Task requirements – Output each entry exactly; skip nothing.

[begin Supplied information]

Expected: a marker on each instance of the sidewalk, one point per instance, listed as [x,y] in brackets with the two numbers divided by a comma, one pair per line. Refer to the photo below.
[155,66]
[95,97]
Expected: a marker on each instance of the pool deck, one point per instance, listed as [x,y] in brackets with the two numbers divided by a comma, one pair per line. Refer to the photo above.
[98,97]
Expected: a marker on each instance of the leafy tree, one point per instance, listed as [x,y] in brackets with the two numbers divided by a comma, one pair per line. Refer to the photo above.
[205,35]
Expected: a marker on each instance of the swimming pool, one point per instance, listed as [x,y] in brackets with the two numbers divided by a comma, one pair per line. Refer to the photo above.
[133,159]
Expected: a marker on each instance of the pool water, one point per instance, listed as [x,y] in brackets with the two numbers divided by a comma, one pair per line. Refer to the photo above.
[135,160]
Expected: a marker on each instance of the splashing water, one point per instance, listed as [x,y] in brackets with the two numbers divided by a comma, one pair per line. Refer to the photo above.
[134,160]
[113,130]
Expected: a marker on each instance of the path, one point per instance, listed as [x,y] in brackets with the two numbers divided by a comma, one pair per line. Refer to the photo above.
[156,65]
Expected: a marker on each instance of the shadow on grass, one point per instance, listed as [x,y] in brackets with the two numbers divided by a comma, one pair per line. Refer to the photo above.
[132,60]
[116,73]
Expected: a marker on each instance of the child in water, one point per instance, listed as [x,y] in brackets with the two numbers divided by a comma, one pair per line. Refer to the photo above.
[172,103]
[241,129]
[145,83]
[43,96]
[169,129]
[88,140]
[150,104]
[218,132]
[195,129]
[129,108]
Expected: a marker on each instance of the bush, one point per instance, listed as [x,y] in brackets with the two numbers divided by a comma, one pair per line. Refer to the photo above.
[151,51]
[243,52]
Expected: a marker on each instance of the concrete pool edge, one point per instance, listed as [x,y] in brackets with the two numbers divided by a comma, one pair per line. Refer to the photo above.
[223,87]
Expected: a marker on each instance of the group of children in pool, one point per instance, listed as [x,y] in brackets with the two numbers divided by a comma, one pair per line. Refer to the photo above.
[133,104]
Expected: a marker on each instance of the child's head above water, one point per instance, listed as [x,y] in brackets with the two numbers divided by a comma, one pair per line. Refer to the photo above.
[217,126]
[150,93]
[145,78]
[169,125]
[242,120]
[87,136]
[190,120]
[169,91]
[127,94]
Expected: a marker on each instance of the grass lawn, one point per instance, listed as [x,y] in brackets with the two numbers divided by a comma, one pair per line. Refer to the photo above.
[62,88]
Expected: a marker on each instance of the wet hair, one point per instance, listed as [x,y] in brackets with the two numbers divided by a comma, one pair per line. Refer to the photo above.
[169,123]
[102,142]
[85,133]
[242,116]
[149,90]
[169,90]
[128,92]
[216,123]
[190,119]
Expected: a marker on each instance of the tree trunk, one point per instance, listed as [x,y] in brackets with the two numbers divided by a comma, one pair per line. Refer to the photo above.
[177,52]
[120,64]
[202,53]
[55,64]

[end Supplied information]

Result for this task –
Expected: a marker on each instance of the sidewalk, one point per instance, listed as [x,y] in brackets with the two numbers divided by a comma, one pair per line. Refer to the photo below.
[155,66]
[95,97]
Expected: a marker on each instance of the pool deck, one point per instance, listed as [x,y] in brackets with the two numbers divided by a comma, one pair per line. Refer to the photo above.
[98,97]
Expected: a marker on each instance of the leafy tree, one point per instance, listed as [x,y] in brackets with the two numbers divided by a comma, one pair per line. Refer to the photo above.
[205,35]
Expected: a marker on each instance of the swimming pool, one point per instance, listed as [x,y] in brackets with the two numbers divided by a comma, one pair per line. Refer to the photo above.
[133,159]
Expected: a marker on each instance of the pool water, one point per instance, listed as [x,y] in brackets with the two numbers divided by a comma, one pair per line. Refer to the photo above.
[135,160]
Expected: a marker on each instance of the splashing water, one point per instance, listed as [x,y] in brackets with the two numbers divided by a comma, one pair per line. Refer to the photo above.
[134,160]
[113,130]
Expected: a marker on each instance of the path, one point per instance, listed as [x,y] in brackets with the two numbers divided by a comma, one pair per line. Refer to the photo above.
[156,65]
Expected: a marker on each instance of the shadow on grass, one point per instance, listed as [x,y] in brackets with the two numbers divided by a comma, one pair per line. Refer to the photo above.
[132,60]
[116,73]
Expected: a marker on each instance of the child in water, one point per instance, listed as [x,y] in brackets with the two numbers divided by a comma, one pair per line. Refer to the photo above.
[172,103]
[241,129]
[145,83]
[43,96]
[169,129]
[88,140]
[150,104]
[218,132]
[195,129]
[129,108]
Expected: a marker on each instance of the bush, one point per instance, listed as [x,y] in brackets with the two numbers divided by a comma, one pair per line. Refer to the photo above.
[151,51]
[243,52]
Expected: a marker on each instance of the concrete pool edge, one point per instance, listed as [x,y] in brackets with the two numbers divided by a comma, one pair per line. Refer to the photo above.
[223,87]
Expected: a marker on each instance of the group of children in pool, one point per instance, listed as [x,y] in brackets with the two numbers divided by a comma, one pair per line. Refer to the photo above.
[133,104]
Expected: a marker on each instance of the child's head above water, one point per instance, listed as [x,y] in brackets with the two numbers divided by a comma, one pair per line. Refer to the photo above.
[217,126]
[150,93]
[145,78]
[169,125]
[242,120]
[87,136]
[190,120]
[169,91]
[127,94]
Expected: a marker on each instance of the grass lawn, one point per instance, listed as [x,y] in brackets with the two numbers divided by a comma, one pair per line. Refer to the photo above.
[62,88]
Expected: a marker on each instance of the wet hair, one point per instance, listed as [x,y] in brackets with the two numbers divided by a comma, one pair per line. Refer to the photo above.
[169,123]
[102,142]
[85,133]
[242,116]
[149,90]
[169,90]
[128,92]
[216,123]
[190,119]
Expected: a marker on each instance of the tree trunk, one point per instance, listed as [x,y] in brackets with the two numbers divided by a comma, one pair per line. Refer to the photo above.
[177,52]
[120,64]
[202,53]
[55,64]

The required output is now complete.